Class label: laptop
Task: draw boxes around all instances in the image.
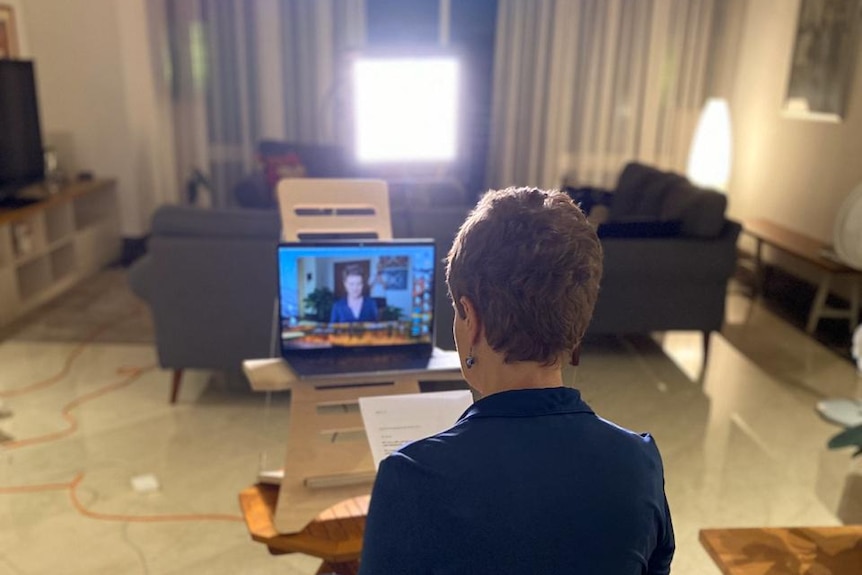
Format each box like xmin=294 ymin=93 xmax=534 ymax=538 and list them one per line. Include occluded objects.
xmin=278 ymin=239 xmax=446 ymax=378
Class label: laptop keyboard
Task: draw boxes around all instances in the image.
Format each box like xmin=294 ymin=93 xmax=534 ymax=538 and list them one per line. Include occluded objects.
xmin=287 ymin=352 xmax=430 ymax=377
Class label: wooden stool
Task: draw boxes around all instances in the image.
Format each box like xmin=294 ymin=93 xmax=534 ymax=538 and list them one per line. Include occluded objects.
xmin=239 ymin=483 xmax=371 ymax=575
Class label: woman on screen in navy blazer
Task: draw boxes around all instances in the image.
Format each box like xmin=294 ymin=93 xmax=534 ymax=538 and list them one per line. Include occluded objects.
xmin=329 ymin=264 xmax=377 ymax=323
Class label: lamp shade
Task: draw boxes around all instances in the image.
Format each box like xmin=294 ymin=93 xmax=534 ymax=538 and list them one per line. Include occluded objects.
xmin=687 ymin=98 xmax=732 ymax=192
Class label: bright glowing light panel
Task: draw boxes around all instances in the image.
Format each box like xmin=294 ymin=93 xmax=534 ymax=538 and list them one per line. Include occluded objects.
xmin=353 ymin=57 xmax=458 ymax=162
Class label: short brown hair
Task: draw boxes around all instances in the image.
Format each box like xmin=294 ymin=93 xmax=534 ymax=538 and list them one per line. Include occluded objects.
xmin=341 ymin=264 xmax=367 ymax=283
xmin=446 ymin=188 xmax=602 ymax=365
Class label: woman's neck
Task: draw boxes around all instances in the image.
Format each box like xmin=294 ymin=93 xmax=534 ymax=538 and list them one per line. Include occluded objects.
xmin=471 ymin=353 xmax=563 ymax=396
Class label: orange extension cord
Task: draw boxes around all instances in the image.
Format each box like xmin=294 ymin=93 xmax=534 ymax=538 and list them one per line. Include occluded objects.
...
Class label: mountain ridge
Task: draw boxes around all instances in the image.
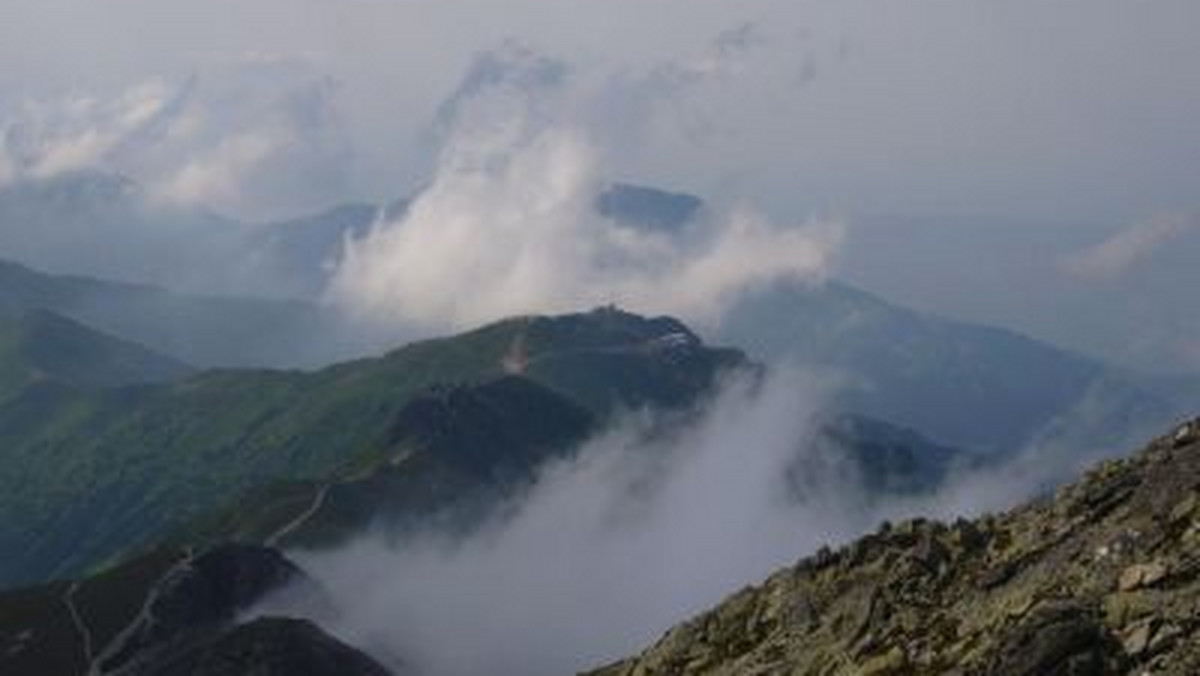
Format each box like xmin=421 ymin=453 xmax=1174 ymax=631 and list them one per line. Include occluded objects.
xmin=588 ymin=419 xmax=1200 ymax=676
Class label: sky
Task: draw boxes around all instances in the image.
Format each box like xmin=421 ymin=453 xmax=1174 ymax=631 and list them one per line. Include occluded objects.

SET TASK: Reproduce the lines above without change, starting with the line that contains "Class label: short brown hair" and going on through the line that contains "xmin=446 ymin=188 xmax=602 ymax=365".

OUTPUT FOR THIS TASK:
Class label: short brown hair
Task: draw boxes around all instances in the image.
Format each box like xmin=294 ymin=93 xmax=534 ymax=538 and list them one per line. Include occluded objects.
xmin=341 ymin=264 xmax=367 ymax=283
xmin=446 ymin=188 xmax=602 ymax=365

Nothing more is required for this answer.